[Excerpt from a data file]
*-*-*

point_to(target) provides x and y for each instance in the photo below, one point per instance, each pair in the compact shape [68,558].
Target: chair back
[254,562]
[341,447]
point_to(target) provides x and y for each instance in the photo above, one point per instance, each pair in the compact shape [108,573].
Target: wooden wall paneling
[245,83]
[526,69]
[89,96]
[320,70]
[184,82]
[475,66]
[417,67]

*-*-*

Aim of the exercise.
Reproduce the material above line for line, unchanged.

Completed exercise.
point_to(target) provides x and y for each instance in the photo below, one point per instance, each pair in the compact shape [68,558].
Target: chair back
[254,562]
[341,447]
point_to(target) provides x and y for each instance in the photo above, one point per instance, each pair in the compact shape [108,573].
Target: wooden wall paneling
[245,83]
[526,69]
[89,96]
[320,70]
[184,82]
[475,66]
[417,67]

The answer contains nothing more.